BRIEF: Pull out every line of the items below that contains the word "window".

DATA SECTION:
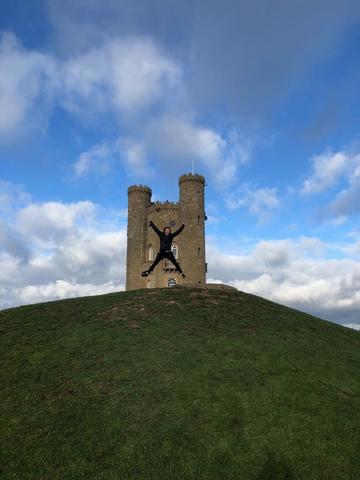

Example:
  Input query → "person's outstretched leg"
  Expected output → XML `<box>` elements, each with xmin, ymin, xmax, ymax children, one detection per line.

<box><xmin>141</xmin><ymin>252</ymin><xmax>164</xmax><ymax>277</ymax></box>
<box><xmin>167</xmin><ymin>252</ymin><xmax>185</xmax><ymax>277</ymax></box>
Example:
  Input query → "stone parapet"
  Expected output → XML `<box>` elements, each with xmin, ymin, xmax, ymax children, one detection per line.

<box><xmin>128</xmin><ymin>185</ymin><xmax>152</xmax><ymax>196</ymax></box>
<box><xmin>179</xmin><ymin>173</ymin><xmax>205</xmax><ymax>185</ymax></box>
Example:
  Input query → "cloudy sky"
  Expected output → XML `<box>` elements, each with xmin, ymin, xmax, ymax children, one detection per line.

<box><xmin>0</xmin><ymin>0</ymin><xmax>360</xmax><ymax>329</ymax></box>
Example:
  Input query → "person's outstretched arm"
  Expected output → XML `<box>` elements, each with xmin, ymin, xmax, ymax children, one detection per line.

<box><xmin>150</xmin><ymin>220</ymin><xmax>162</xmax><ymax>235</ymax></box>
<box><xmin>172</xmin><ymin>223</ymin><xmax>185</xmax><ymax>238</ymax></box>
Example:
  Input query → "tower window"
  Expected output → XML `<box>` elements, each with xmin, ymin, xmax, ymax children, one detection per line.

<box><xmin>171</xmin><ymin>243</ymin><xmax>179</xmax><ymax>259</ymax></box>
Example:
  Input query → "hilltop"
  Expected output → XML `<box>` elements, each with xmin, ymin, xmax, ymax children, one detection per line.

<box><xmin>0</xmin><ymin>287</ymin><xmax>360</xmax><ymax>480</ymax></box>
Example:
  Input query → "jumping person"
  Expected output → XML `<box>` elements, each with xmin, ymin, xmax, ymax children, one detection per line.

<box><xmin>141</xmin><ymin>221</ymin><xmax>185</xmax><ymax>278</ymax></box>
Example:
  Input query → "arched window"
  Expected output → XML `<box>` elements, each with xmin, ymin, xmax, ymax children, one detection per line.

<box><xmin>171</xmin><ymin>243</ymin><xmax>179</xmax><ymax>260</ymax></box>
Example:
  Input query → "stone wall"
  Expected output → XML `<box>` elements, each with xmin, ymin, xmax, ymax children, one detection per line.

<box><xmin>126</xmin><ymin>174</ymin><xmax>205</xmax><ymax>290</ymax></box>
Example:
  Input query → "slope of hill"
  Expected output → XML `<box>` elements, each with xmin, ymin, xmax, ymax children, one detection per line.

<box><xmin>0</xmin><ymin>287</ymin><xmax>360</xmax><ymax>480</ymax></box>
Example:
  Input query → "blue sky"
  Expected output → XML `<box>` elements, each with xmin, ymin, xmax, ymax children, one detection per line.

<box><xmin>0</xmin><ymin>0</ymin><xmax>360</xmax><ymax>328</ymax></box>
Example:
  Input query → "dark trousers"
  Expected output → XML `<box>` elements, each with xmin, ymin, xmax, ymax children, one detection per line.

<box><xmin>148</xmin><ymin>250</ymin><xmax>182</xmax><ymax>273</ymax></box>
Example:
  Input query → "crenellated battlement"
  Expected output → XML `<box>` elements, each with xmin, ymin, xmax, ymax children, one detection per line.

<box><xmin>179</xmin><ymin>173</ymin><xmax>205</xmax><ymax>185</ymax></box>
<box><xmin>128</xmin><ymin>185</ymin><xmax>152</xmax><ymax>197</ymax></box>
<box><xmin>126</xmin><ymin>173</ymin><xmax>206</xmax><ymax>290</ymax></box>
<box><xmin>148</xmin><ymin>201</ymin><xmax>179</xmax><ymax>213</ymax></box>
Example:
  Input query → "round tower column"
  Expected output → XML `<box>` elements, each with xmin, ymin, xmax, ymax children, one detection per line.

<box><xmin>179</xmin><ymin>173</ymin><xmax>206</xmax><ymax>285</ymax></box>
<box><xmin>126</xmin><ymin>185</ymin><xmax>151</xmax><ymax>290</ymax></box>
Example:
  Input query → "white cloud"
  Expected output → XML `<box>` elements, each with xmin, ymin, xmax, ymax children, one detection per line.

<box><xmin>116</xmin><ymin>138</ymin><xmax>154</xmax><ymax>177</ymax></box>
<box><xmin>0</xmin><ymin>33</ymin><xmax>182</xmax><ymax>141</ymax></box>
<box><xmin>73</xmin><ymin>143</ymin><xmax>114</xmax><ymax>178</ymax></box>
<box><xmin>300</xmin><ymin>147</ymin><xmax>360</xmax><ymax>225</ymax></box>
<box><xmin>207</xmin><ymin>238</ymin><xmax>360</xmax><ymax>324</ymax></box>
<box><xmin>63</xmin><ymin>38</ymin><xmax>181</xmax><ymax>115</ymax></box>
<box><xmin>0</xmin><ymin>187</ymin><xmax>126</xmax><ymax>308</ymax></box>
<box><xmin>15</xmin><ymin>280</ymin><xmax>124</xmax><ymax>304</ymax></box>
<box><xmin>146</xmin><ymin>115</ymin><xmax>252</xmax><ymax>187</ymax></box>
<box><xmin>226</xmin><ymin>184</ymin><xmax>280</xmax><ymax>224</ymax></box>
<box><xmin>0</xmin><ymin>33</ymin><xmax>58</xmax><ymax>140</ymax></box>
<box><xmin>16</xmin><ymin>201</ymin><xmax>96</xmax><ymax>241</ymax></box>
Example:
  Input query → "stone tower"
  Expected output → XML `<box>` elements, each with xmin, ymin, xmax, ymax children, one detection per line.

<box><xmin>126</xmin><ymin>173</ymin><xmax>206</xmax><ymax>290</ymax></box>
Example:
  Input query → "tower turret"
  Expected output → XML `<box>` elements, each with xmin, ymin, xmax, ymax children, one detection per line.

<box><xmin>179</xmin><ymin>173</ymin><xmax>206</xmax><ymax>285</ymax></box>
<box><xmin>126</xmin><ymin>185</ymin><xmax>152</xmax><ymax>290</ymax></box>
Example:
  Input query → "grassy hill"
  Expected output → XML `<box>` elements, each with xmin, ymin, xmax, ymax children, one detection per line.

<box><xmin>0</xmin><ymin>287</ymin><xmax>360</xmax><ymax>480</ymax></box>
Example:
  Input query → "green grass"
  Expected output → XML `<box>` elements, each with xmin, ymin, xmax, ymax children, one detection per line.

<box><xmin>0</xmin><ymin>287</ymin><xmax>360</xmax><ymax>480</ymax></box>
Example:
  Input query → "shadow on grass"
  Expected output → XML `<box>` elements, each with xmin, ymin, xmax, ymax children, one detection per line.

<box><xmin>256</xmin><ymin>453</ymin><xmax>296</xmax><ymax>480</ymax></box>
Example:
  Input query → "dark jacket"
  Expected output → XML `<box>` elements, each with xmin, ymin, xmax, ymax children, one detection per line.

<box><xmin>150</xmin><ymin>222</ymin><xmax>185</xmax><ymax>252</ymax></box>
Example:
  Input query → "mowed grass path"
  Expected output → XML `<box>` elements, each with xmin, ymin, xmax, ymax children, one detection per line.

<box><xmin>0</xmin><ymin>287</ymin><xmax>360</xmax><ymax>480</ymax></box>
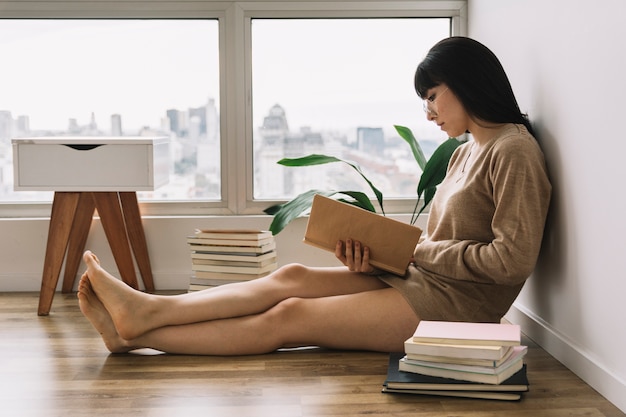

WRITTEN ANSWER:
  Input query → "tower window"
  Input query → "arched window"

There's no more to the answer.